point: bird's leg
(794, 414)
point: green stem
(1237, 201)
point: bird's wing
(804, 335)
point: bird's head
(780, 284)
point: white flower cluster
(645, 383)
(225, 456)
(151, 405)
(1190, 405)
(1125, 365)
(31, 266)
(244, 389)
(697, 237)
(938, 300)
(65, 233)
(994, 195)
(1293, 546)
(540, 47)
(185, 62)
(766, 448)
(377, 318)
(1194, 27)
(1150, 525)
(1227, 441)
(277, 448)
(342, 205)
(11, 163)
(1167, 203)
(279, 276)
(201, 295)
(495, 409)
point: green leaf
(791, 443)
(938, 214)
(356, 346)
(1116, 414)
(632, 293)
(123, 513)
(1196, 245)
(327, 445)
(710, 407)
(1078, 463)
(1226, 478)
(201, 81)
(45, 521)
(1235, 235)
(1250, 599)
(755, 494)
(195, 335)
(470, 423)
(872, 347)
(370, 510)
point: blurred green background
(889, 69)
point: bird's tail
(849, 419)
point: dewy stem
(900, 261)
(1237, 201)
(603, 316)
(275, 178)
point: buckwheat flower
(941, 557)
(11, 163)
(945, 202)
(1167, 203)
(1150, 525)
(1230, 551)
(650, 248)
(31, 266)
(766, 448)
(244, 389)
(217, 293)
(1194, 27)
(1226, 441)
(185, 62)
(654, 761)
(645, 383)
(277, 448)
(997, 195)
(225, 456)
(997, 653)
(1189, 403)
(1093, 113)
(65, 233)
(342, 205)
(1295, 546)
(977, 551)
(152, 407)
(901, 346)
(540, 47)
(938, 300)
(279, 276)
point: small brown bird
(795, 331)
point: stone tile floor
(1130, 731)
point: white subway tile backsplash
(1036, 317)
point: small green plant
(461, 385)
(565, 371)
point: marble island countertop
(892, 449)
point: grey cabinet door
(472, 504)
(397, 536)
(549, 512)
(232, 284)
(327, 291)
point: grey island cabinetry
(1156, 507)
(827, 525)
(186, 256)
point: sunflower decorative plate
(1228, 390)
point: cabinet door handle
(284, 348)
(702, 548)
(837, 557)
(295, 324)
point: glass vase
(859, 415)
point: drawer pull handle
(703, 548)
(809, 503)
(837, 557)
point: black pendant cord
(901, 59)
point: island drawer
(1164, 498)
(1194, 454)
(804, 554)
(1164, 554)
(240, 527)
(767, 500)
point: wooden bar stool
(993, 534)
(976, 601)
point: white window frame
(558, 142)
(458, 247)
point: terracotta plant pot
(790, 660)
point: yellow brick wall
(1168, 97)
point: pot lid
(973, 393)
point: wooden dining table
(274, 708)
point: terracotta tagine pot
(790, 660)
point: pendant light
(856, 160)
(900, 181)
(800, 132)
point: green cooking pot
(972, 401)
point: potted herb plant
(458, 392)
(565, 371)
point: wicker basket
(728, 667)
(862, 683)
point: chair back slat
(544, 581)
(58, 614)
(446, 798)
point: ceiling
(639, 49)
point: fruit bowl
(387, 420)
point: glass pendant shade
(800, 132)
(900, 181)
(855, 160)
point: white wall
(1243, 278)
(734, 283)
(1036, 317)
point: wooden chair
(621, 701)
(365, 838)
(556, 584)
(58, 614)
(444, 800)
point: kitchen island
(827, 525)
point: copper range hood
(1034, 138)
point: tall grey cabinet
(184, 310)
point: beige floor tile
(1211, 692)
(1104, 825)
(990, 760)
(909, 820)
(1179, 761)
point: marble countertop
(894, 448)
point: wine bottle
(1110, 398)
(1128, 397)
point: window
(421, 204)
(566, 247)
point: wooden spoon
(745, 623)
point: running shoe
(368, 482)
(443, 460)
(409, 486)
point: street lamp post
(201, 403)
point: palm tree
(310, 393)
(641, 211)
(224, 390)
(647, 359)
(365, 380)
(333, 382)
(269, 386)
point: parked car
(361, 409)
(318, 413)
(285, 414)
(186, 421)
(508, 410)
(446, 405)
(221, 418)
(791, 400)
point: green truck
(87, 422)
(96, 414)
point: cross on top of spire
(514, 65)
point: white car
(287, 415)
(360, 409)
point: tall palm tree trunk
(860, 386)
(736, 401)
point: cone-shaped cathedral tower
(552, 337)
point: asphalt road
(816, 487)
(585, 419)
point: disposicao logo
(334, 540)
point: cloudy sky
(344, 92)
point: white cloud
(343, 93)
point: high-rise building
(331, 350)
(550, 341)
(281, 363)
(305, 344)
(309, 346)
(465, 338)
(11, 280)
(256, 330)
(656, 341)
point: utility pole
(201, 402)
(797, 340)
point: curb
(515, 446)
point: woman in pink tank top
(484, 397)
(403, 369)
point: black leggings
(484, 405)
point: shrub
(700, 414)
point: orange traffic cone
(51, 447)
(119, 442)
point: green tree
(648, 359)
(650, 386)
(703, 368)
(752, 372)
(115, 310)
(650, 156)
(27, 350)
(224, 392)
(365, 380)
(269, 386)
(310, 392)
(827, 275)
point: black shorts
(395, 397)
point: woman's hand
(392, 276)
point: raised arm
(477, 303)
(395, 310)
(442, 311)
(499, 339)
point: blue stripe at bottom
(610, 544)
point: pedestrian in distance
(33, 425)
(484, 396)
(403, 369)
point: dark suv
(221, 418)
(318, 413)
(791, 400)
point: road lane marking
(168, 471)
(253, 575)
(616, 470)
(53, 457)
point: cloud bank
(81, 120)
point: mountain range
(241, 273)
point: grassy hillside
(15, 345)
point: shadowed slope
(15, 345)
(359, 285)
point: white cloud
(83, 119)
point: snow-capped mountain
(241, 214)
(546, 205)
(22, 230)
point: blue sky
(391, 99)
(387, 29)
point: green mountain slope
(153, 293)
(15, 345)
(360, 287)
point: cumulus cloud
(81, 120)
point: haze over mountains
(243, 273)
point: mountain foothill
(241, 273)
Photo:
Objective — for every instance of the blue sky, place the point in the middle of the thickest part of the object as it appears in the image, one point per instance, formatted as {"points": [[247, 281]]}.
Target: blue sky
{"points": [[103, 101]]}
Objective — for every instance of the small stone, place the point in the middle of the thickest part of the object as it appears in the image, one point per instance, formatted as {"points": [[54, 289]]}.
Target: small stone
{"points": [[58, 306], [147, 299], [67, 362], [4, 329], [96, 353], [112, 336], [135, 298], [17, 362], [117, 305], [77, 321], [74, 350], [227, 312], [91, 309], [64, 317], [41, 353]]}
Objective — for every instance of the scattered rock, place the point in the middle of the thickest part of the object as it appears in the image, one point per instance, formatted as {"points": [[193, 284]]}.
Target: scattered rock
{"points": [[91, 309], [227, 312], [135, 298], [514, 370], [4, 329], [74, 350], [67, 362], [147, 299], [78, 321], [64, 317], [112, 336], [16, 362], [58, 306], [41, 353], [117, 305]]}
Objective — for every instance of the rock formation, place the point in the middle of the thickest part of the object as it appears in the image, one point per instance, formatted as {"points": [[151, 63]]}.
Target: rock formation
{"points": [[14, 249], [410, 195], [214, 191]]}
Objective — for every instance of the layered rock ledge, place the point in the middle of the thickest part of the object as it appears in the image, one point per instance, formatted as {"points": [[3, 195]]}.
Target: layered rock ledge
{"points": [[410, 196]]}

.....

Problem details:
All entries must be repeated verbatim.

Result:
point: bird's leg
(794, 414)
point: green stem
(1237, 201)
point: bird's wing
(804, 335)
point: bird's head
(780, 284)
point: white flower cluster
(645, 383)
(225, 456)
(151, 405)
(1190, 405)
(1125, 365)
(31, 266)
(244, 389)
(697, 237)
(938, 300)
(65, 233)
(994, 195)
(1293, 546)
(540, 47)
(185, 62)
(766, 448)
(377, 318)
(1194, 27)
(1150, 525)
(1227, 441)
(277, 448)
(342, 205)
(11, 163)
(1167, 203)
(279, 276)
(201, 295)
(495, 409)
point: green leaf
(791, 443)
(938, 214)
(356, 346)
(1116, 414)
(632, 293)
(123, 513)
(1196, 245)
(327, 445)
(710, 407)
(1078, 463)
(1226, 478)
(201, 81)
(45, 521)
(1235, 235)
(1250, 599)
(755, 494)
(195, 335)
(470, 423)
(872, 347)
(370, 510)
point: blurred green background
(889, 69)
point: bird's tail
(849, 419)
point: dewy stem
(900, 261)
(1237, 201)
(603, 316)
(275, 178)
point: buckwheat flower
(941, 557)
(11, 163)
(945, 202)
(1167, 203)
(1150, 525)
(1230, 551)
(650, 248)
(31, 266)
(766, 448)
(244, 389)
(217, 293)
(1194, 27)
(1226, 441)
(185, 62)
(654, 761)
(645, 383)
(277, 448)
(997, 195)
(225, 456)
(997, 653)
(1189, 403)
(1093, 113)
(65, 233)
(342, 205)
(1295, 546)
(977, 551)
(152, 407)
(901, 346)
(540, 47)
(938, 300)
(279, 276)
point: small brown bird
(795, 331)
point: stone tile floor
(1130, 731)
point: white subway tile backsplash
(1036, 317)
point: small green plant
(461, 385)
(565, 371)
point: marble island countertop
(892, 449)
point: grey cabinet door
(472, 504)
(397, 536)
(549, 512)
(232, 284)
(327, 291)
point: grey island cabinetry
(1156, 507)
(827, 525)
(186, 256)
point: sunflower decorative plate
(1228, 390)
point: cabinet door handle
(284, 348)
(702, 548)
(837, 557)
(295, 324)
point: glass vase
(859, 415)
point: drawer pull handle
(703, 548)
(809, 503)
(837, 557)
point: black pendant cord
(901, 59)
point: island drawer
(1164, 498)
(1194, 454)
(804, 554)
(1164, 554)
(240, 527)
(767, 500)
point: wooden bar stool
(993, 534)
(976, 601)
point: white window frame
(558, 142)
(458, 247)
point: terracotta plant pot
(790, 660)
point: yellow brick wall
(1168, 97)
point: pot lid
(973, 393)
point: wooden dining table
(274, 708)
point: terracotta tagine pot
(790, 660)
point: pendant light
(856, 160)
(900, 181)
(800, 132)
point: green cooking pot
(972, 401)
point: potted herb plant
(458, 392)
(565, 371)
point: wicker basket
(728, 667)
(862, 683)
point: chair back slat
(544, 581)
(58, 614)
(446, 798)
point: ceiling
(639, 49)
point: fruit bowl
(387, 420)
point: glass pendant shade
(800, 132)
(900, 181)
(855, 160)
point: white wall
(1243, 278)
(734, 283)
(1036, 317)
point: wooden chair
(621, 701)
(365, 838)
(556, 584)
(58, 614)
(444, 800)
point: kitchen island
(827, 525)
point: copper range hood
(1034, 138)
point: tall grey cabinet
(184, 310)
point: beige floor tile
(1211, 692)
(1104, 825)
(990, 760)
(909, 820)
(1179, 761)
point: marble countertop
(894, 448)
point: wine bottle
(1110, 398)
(1128, 397)
point: window
(421, 204)
(566, 247)
point: wooden spoon
(745, 623)
point: running shoe
(368, 482)
(443, 460)
(409, 486)
point: street lamp post
(201, 403)
point: palm tree
(310, 393)
(641, 211)
(224, 390)
(647, 359)
(365, 380)
(333, 382)
(269, 386)
point: parked car
(361, 409)
(318, 413)
(285, 414)
(186, 421)
(508, 410)
(446, 405)
(221, 418)
(791, 400)
point: green truck
(87, 422)
(96, 414)
point: cross on top of spire
(514, 65)
point: white car
(287, 415)
(360, 409)
point: tall palm tree trunk
(860, 386)
(736, 401)
point: cone-shaped cathedral tower
(552, 337)
point: asphalt road
(816, 487)
(585, 419)
point: disposicao logo
(334, 540)
point: cloudy sky
(344, 92)
point: white cloud
(343, 93)
point: high-rise building
(331, 350)
(550, 341)
(281, 363)
(305, 344)
(309, 346)
(465, 338)
(11, 280)
(256, 330)
(656, 341)
point: utility pole
(201, 402)
(797, 340)
point: curb
(515, 446)
point: woman in pink tank top
(484, 397)
(403, 369)
point: black leggings
(484, 405)
point: shrub
(700, 414)
point: orange traffic cone
(51, 447)
(119, 442)
point: green tree
(648, 359)
(650, 386)
(703, 368)
(752, 372)
(115, 310)
(650, 156)
(27, 350)
(224, 392)
(365, 380)
(269, 386)
(310, 392)
(827, 275)
point: black shorts
(395, 397)
point: woman's hand
(392, 276)
point: raised arm
(477, 303)
(395, 310)
(442, 311)
(499, 339)
point: blue stripe at bottom
(610, 544)
point: pedestrian in distance
(33, 425)
(484, 396)
(403, 369)
point: dark suv
(221, 418)
(318, 413)
(791, 400)
point: road lane marking
(168, 471)
(253, 575)
(616, 470)
(53, 457)
point: cloud bank
(81, 120)
point: mountain range
(241, 273)
point: grassy hillside
(15, 345)
point: shadowed slope
(15, 345)
(359, 285)
point: white cloud
(83, 119)
point: snow-capped mountain
(241, 214)
(546, 205)
(22, 230)
point: blue sky
(391, 99)
(387, 29)
point: green mountain slope
(153, 293)
(15, 345)
(360, 287)
point: cumulus cloud
(81, 120)
point: haze over mountains
(243, 273)
point: mountain foothill
(241, 273)
Photo:
Objective — for every instance of the blue sky, place the point in the middle of the thickest part of the object as it appears in the image, one point per instance, formatted as {"points": [[247, 281]]}.
Target: blue sky
{"points": [[103, 101]]}
Objective — for every instance of the small stone, place the point in the middle of the thickest part of the object as it appears in the image, one point per instance, formatted as {"points": [[54, 289]]}.
Target: small stone
{"points": [[58, 306], [147, 299], [67, 362], [4, 329], [96, 353], [112, 336], [135, 298], [17, 362], [117, 305], [77, 321], [74, 350], [227, 312], [91, 309], [64, 317], [41, 353]]}
Objective — for every instance of the scattered rock, place the point in the middle of the thickest part of the object as it appears in the image, one point per instance, formatted as {"points": [[193, 284]]}.
Target: scattered rock
{"points": [[91, 309], [227, 312], [135, 298], [514, 370], [4, 329], [74, 350], [67, 362], [147, 299], [78, 321], [64, 317], [112, 336], [16, 362], [58, 306], [41, 353], [117, 305]]}
Objective — for every instance of the rock formation, place the point in the middle of the thickest part of the object as it appears in the image, one point per instance, formatted as {"points": [[151, 63]]}.
Target: rock formation
{"points": [[14, 249], [410, 195], [214, 191]]}
Objective — for every instance of the layered rock ledge, place the point in the middle of the thickest part of the object as it appears in the image, one point per instance, formatted as {"points": [[3, 195]]}.
Target: layered rock ledge
{"points": [[410, 196]]}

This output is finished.